_Texto escolhido_
<<<<

III – Assumindo natureza provisória a pretensão deduzida pelo requerente no processo de intimação (a intimação da entidade requerida para se abster de executar uma garantia bancária até ao trânsito em julgado da decisão judicial a proferir na acção administrativa especial em que foi impugnada a deliberação que determinara a reposição de quantia tida por indevidamente recebida), para a tutela da sua posição subjectiva eram suficientes e adequados os meios processuais de acção administrativa especial acoplada a providência cautelar, no âmbito da qual podia ser requerido decretamento provisório da providência, nos termos do artigo 131.º, n.º 1, do citado Código, meios processuais que o interessado efectivamente utilizou, embora sem sucesso quanto aos últimos.

>>>>

_Desafio 1_
Reescreve de forma mais breve o parágrafo do excerto sobre o processo de intimação que começa por "III – Assumindo natureza provisória", mantendo os factos principais.
_Desafio 2_
Prossegue o excerto sobre o processo de intimação a partir da última frase apresentada.

_Dados fornecidos_
<<<<

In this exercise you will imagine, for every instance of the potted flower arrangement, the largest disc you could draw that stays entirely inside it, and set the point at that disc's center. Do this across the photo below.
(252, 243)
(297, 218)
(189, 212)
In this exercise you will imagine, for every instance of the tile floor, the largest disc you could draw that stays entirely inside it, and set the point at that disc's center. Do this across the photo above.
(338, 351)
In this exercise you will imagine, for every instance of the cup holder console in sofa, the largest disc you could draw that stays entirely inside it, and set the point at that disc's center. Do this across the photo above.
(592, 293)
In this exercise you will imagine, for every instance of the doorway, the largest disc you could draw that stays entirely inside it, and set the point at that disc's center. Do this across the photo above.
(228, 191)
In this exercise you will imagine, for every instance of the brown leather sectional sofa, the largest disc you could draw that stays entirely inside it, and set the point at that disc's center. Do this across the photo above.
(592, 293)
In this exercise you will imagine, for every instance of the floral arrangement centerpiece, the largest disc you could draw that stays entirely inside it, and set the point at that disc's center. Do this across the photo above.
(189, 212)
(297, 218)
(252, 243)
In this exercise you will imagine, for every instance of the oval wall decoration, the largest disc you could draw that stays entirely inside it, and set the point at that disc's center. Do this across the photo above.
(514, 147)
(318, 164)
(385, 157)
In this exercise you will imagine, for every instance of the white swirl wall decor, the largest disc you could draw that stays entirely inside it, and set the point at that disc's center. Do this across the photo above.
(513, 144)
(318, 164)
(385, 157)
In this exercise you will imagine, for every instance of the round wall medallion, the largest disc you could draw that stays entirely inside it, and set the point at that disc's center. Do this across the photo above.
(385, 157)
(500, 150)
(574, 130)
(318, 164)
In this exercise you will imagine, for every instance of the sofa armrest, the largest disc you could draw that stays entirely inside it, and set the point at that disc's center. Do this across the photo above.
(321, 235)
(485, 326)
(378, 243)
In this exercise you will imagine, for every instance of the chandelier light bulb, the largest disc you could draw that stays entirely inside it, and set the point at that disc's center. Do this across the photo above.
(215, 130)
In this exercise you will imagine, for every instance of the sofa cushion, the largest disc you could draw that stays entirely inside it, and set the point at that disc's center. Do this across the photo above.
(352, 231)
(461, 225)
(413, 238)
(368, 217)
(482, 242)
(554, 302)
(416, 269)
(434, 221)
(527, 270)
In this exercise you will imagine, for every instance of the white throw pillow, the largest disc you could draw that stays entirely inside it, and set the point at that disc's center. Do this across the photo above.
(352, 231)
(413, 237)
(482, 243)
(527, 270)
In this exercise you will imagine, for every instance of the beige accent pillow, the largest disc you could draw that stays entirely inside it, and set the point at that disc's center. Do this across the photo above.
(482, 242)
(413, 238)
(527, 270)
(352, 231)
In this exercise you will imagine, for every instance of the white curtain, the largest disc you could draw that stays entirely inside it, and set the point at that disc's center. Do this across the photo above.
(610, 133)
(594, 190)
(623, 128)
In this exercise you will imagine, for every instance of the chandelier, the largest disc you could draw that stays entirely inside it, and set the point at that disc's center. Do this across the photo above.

>>>>

_Resposta 1_
III – O pedido do requerente no processo de intimação tinha natureza provisória: pretendia que a entidade requerida não executasse uma garantia bancária até ao trânsito em julgado da decisão na acção administrativa especial contra a deliberação que ordenara a reposição de uma quantia considerada indevidamente recebida. Por isso, para proteger a sua posição bastavam a acção administrativa especial e uma providência cautelar. Nesta podia pedir o decretamento provisório, nos termos do artigo 131.º, n.º 1, do Código citado. O interessado usou esses meios, mas sem êxito quanto aos cautelares.

_Resposta 2_
IV – Neste contexto, a interpretação normativa acolhida na decisão recorrida, aliás em perfeita consonância com a literalidade do preceito legal, no sentido da inadmissibilidade do uso do processo de intimação para protecção de direitos, liberdades e garantias, não viola os direitos constitucionais de acesso aos tribunais e de tutela jurisdicional efectiva, direitos estes que são satisfeitos pela previsão legal de mecanismos processuais que possibilitem, de modo adequado e suficiente, aos interessados a defesa dos seus direitos perante os tribunais, mas obviamente não asseguram a todos eles o sucesso nas suas pretensões.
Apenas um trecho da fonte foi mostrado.